(RECORDS PROVIDED)

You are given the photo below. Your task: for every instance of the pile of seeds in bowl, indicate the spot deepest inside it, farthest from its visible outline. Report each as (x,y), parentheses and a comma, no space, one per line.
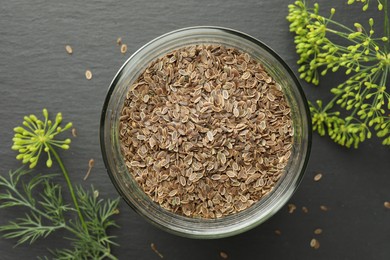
(205,131)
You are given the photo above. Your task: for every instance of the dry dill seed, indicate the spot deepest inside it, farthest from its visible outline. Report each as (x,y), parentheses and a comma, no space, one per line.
(317,177)
(88,74)
(123,48)
(119,41)
(204,136)
(68,49)
(324,208)
(291,208)
(314,243)
(223,255)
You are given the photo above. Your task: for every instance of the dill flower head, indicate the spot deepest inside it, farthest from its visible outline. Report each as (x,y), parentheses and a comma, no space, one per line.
(36,136)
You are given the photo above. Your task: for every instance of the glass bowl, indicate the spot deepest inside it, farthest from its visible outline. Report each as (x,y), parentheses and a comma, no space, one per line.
(129,189)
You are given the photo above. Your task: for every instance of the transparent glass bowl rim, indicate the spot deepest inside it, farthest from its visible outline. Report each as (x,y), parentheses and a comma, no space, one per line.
(228,231)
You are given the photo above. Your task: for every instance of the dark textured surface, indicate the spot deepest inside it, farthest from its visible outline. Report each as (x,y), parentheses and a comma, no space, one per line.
(36,72)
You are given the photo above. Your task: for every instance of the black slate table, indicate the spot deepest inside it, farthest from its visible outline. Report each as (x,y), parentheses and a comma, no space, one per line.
(36,72)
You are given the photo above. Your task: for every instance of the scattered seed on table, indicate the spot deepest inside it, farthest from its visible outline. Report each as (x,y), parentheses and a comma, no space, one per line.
(119,41)
(291,208)
(123,48)
(317,177)
(324,208)
(68,49)
(88,74)
(153,247)
(223,255)
(314,243)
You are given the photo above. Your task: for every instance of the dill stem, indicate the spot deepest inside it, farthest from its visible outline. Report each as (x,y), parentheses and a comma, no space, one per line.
(71,190)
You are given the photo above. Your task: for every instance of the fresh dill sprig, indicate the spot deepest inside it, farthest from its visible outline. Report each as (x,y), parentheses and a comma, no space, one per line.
(366,61)
(48,211)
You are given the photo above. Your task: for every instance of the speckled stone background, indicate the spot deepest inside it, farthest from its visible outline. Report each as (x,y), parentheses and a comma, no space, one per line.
(36,72)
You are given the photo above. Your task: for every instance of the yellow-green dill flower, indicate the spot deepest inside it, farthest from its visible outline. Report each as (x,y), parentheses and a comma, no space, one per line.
(36,136)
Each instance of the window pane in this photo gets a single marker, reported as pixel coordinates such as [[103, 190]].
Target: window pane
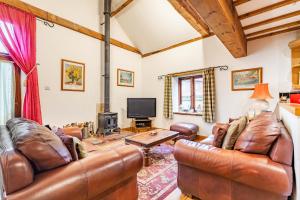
[[186, 95], [2, 48], [7, 92], [198, 94]]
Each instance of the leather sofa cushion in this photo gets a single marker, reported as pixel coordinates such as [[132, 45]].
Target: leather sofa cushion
[[43, 148], [231, 137], [282, 150], [73, 131], [16, 171], [219, 131], [254, 170], [259, 135], [100, 173], [68, 142]]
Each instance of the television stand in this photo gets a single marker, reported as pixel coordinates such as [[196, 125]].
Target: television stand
[[141, 125]]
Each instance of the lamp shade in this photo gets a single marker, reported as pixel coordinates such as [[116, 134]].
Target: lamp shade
[[261, 92]]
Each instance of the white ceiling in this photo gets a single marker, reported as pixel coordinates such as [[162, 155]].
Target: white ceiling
[[257, 4], [154, 24]]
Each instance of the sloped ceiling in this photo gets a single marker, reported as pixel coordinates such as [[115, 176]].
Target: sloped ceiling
[[257, 4], [153, 24]]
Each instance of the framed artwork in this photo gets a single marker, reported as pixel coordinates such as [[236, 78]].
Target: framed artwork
[[246, 79], [72, 76], [125, 78]]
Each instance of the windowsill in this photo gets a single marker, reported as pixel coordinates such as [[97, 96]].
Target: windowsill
[[187, 113]]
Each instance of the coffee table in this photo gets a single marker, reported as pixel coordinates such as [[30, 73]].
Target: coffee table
[[146, 141]]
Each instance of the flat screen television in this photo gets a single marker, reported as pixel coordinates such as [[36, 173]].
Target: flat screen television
[[141, 107]]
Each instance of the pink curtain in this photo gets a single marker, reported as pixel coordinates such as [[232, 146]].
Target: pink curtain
[[18, 34]]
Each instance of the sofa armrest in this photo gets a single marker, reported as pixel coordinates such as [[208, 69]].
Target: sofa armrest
[[85, 179], [258, 171]]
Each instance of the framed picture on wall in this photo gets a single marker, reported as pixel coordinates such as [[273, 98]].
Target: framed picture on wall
[[246, 79], [72, 76], [125, 78]]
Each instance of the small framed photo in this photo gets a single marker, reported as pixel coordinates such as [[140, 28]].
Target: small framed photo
[[125, 78], [72, 76], [246, 79]]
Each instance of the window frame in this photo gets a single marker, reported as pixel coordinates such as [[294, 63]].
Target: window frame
[[193, 95], [18, 104]]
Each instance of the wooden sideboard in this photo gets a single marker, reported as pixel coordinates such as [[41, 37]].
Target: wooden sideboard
[[295, 48]]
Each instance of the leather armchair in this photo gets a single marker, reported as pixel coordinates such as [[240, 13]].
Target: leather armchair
[[107, 175], [208, 172]]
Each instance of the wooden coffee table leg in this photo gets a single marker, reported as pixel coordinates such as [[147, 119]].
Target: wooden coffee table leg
[[146, 157]]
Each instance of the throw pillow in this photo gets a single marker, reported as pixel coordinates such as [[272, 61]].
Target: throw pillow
[[259, 135], [230, 139], [219, 131], [232, 130], [43, 148]]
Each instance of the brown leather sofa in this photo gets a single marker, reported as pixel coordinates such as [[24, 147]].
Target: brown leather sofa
[[210, 173], [101, 175]]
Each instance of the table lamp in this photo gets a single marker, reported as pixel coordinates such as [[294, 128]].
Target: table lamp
[[261, 94]]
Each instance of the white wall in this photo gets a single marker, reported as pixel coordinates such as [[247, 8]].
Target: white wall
[[53, 44], [272, 53]]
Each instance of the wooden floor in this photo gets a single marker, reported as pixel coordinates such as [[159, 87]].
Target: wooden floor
[[177, 195]]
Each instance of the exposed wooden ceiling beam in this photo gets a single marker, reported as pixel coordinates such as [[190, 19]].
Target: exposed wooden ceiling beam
[[188, 12], [275, 33], [267, 8], [284, 26], [176, 45], [42, 14], [240, 2], [222, 18], [275, 19], [119, 9]]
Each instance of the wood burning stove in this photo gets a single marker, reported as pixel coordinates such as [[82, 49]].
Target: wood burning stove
[[107, 123]]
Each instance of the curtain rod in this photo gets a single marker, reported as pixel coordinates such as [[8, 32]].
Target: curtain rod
[[221, 68], [46, 23]]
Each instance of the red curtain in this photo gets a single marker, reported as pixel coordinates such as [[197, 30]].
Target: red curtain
[[18, 34]]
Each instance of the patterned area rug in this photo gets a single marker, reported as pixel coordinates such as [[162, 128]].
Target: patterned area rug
[[158, 180], [155, 182]]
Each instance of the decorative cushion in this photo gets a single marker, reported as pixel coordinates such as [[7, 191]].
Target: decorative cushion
[[231, 138], [81, 152], [259, 135], [231, 132], [219, 131], [68, 142], [43, 148]]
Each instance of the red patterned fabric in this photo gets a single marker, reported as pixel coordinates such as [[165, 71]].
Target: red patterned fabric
[[18, 34]]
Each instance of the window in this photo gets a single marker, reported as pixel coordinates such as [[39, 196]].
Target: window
[[190, 93], [10, 88]]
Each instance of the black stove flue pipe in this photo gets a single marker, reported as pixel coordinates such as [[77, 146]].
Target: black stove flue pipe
[[107, 13]]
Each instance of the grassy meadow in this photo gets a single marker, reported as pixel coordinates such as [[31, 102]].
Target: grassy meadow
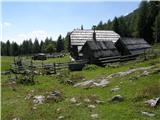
[[135, 92]]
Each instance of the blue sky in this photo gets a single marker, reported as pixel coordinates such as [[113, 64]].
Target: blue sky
[[24, 20]]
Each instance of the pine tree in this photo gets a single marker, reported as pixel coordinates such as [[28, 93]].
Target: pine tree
[[156, 29], [142, 20], [36, 46], [60, 44], [8, 48], [116, 25]]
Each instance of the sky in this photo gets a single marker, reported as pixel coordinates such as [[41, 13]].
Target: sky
[[31, 19]]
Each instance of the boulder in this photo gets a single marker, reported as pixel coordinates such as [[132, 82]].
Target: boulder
[[115, 89], [86, 100], [117, 98], [153, 102], [73, 100], [91, 106], [92, 83], [94, 116], [39, 99], [60, 117], [54, 96], [148, 114]]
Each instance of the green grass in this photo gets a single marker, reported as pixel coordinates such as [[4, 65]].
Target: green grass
[[14, 105]]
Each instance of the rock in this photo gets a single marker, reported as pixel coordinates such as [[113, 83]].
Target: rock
[[60, 117], [5, 72], [78, 104], [99, 101], [145, 73], [121, 74], [39, 99], [86, 100], [13, 79], [58, 110], [56, 93], [94, 116], [15, 119], [148, 114], [73, 100], [153, 102], [54, 96], [70, 82], [117, 98], [92, 83], [115, 89], [34, 108], [28, 96], [91, 106]]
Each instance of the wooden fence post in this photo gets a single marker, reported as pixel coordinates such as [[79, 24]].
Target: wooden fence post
[[54, 66]]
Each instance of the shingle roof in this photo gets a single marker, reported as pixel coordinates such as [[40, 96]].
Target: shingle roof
[[102, 48], [79, 37], [135, 45]]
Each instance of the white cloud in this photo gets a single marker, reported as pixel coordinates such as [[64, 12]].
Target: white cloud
[[39, 34], [7, 24]]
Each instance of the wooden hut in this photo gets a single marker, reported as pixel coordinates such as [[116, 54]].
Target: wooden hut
[[78, 38], [100, 52], [132, 46]]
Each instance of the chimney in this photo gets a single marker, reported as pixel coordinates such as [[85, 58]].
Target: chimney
[[94, 33]]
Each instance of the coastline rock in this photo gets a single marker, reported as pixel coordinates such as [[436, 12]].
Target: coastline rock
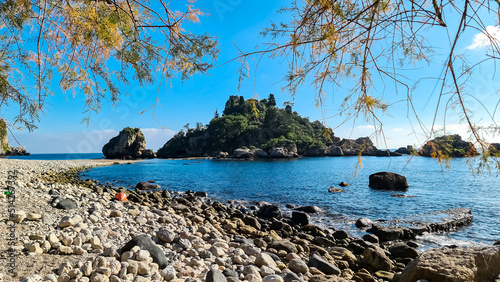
[[376, 258], [300, 218], [4, 139], [408, 150], [322, 265], [454, 265], [146, 243], [129, 144], [335, 190], [241, 153], [215, 275], [16, 151], [308, 209], [388, 181], [450, 146]]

(End RECORDS PROVIDED)

=== ASSIGNMENT ===
Every line above from the line with "Target: white ceiling" to the line with "Each instance of the windowsill" is wanted, ends included; write them out exactly and add no other line.

=== SOLUTION ===
Target: white ceiling
[[257, 4], [154, 24]]
Each instance of the sloped ceiling in this photo gets a single marker, reported as pixel coordinates such as [[115, 176]].
Target: sloped ceiling
[[257, 4], [153, 24]]
Each instance of the framed artwork in this photo gets a single marker, reported as pixel coordinates such as [[236, 78]].
Target: framed artwork
[[246, 79], [72, 76], [125, 78]]
Each instance of the windowsill in this photo gets a single marker, reported as pixel coordinates such as [[97, 96]].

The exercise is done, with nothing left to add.